Write out every line of the records below without any changes, and leave the pictures out.

RECORDS SUPPLIED:
┌──

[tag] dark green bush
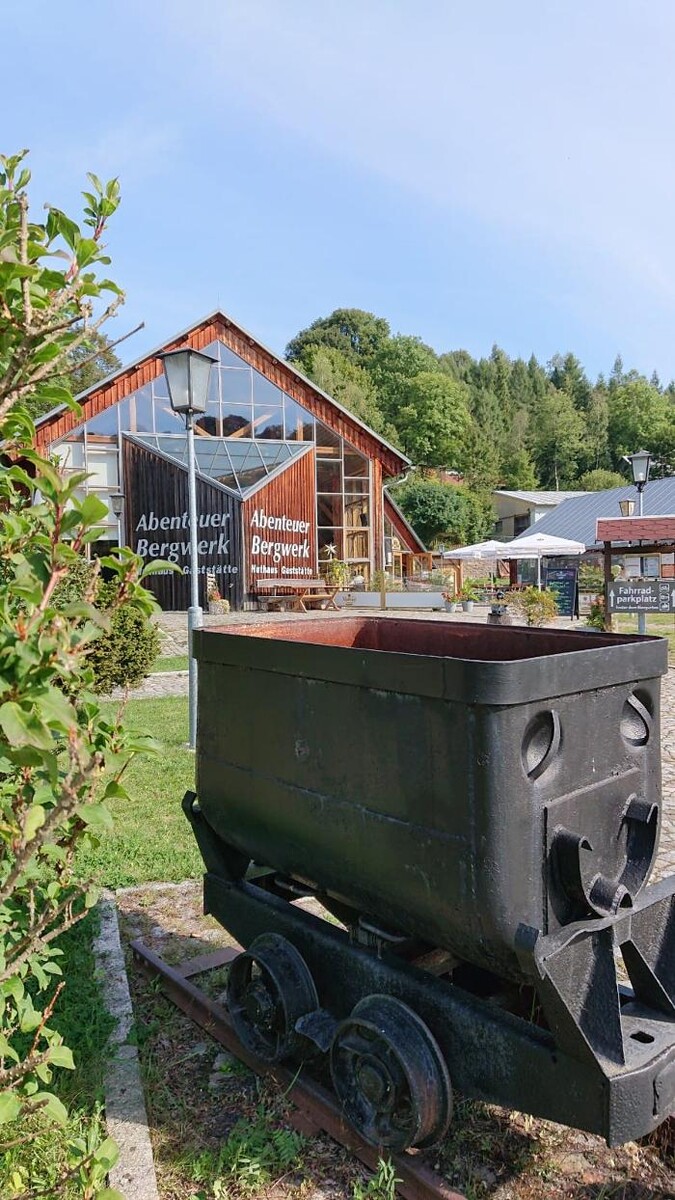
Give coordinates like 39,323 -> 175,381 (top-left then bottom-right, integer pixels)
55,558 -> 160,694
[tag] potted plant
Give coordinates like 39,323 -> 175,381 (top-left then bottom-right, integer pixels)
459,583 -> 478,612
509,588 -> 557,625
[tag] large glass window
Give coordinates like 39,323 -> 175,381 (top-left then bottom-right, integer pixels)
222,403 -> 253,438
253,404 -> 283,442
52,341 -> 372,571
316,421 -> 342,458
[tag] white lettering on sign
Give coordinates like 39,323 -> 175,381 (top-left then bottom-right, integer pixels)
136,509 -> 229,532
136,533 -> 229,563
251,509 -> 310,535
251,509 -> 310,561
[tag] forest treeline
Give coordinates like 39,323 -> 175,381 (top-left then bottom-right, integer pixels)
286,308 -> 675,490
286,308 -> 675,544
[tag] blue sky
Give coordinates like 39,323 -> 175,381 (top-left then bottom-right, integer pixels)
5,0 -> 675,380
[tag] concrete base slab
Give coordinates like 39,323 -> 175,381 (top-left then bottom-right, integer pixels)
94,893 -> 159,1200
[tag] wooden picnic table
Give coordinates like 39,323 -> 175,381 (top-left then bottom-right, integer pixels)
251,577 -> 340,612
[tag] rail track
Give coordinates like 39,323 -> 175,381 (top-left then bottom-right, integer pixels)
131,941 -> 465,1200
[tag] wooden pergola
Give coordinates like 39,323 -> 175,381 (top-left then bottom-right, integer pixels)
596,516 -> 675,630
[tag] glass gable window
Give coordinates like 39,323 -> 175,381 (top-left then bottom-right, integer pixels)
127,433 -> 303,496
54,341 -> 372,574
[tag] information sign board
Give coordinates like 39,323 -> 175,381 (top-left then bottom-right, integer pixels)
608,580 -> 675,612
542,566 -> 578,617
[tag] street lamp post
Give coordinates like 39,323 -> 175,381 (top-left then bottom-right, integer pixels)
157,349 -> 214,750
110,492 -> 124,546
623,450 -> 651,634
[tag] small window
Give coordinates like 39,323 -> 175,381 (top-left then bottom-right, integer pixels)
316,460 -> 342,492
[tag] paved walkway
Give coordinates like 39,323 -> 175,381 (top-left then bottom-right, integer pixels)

└──

WRITTEN ANSWER:
[tag] dark green bush
Give coordinates like 39,323 -> 175,381 (top-left then bottom-right, integer pixels)
55,558 -> 160,694
[tag] potted plant
Give coordinates like 39,323 -> 175,381 (top-left then bottom-right, integer pixels)
459,583 -> 478,612
509,588 -> 557,625
[tag] large glass window
Give coordinates like 39,323 -> 175,381 (top-left then bottom-right, integer pixels)
222,403 -> 253,438
253,404 -> 283,442
52,341 -> 372,571
316,421 -> 342,458
[tag] white lettering on sign
Give coordinates like 39,323 -> 175,381 (top-left then bottom-right, integer pixels)
136,509 -> 229,532
136,533 -> 229,563
251,509 -> 310,535
251,509 -> 310,561
[tag] forest treeline
Give coordinates like 39,323 -> 175,381 (top-left then bottom-right, integer pixels)
286,308 -> 675,490
286,308 -> 675,544
[tag] blue sky
Give coordinates like 39,323 -> 175,381 (top-left then bottom-right, integer pixels)
5,0 -> 675,380
[tag] concrete base slab
Give coordinates like 39,323 -> 175,381 (top-left then bottom-right, integer pixels)
94,893 -> 159,1200
[tag] wooden picnic table
Give coordinates like 39,323 -> 175,381 (top-left then bottom-right, integer pixels)
251,577 -> 340,612
[tag] rail track
Give coordinates like 39,323 -> 175,381 (top-left then bottom-right, integer pixels)
131,941 -> 465,1200
[tag] wooden pergola
Give coordinates like 39,323 -> 175,381 (top-left then bottom-right, integer pixels)
596,516 -> 675,630
[tag] glass gable window
Give coordinates like 39,323 -> 175,381 (top-left then bottom-right, integer pixels)
127,433 -> 303,496
54,341 -> 372,574
[tag] information sign board
Give coordinates like 39,323 -> 175,381 (top-left then bottom-right, integer pixels)
608,580 -> 675,612
542,566 -> 578,617
[tag] street lamp post
Give coordinates like 39,323 -> 175,381 (top-left then bottom-right, integer pixels)
157,349 -> 214,750
110,492 -> 124,546
623,450 -> 651,634
[tag] small window
Give coordinates like 39,323 -> 175,381 (top-left then bottom-right, integer pixels)
316,460 -> 342,492
[tag] paved walkway
Give coordinates like 39,323 -> 175,381 (top-left then bottom-right, integer pixels)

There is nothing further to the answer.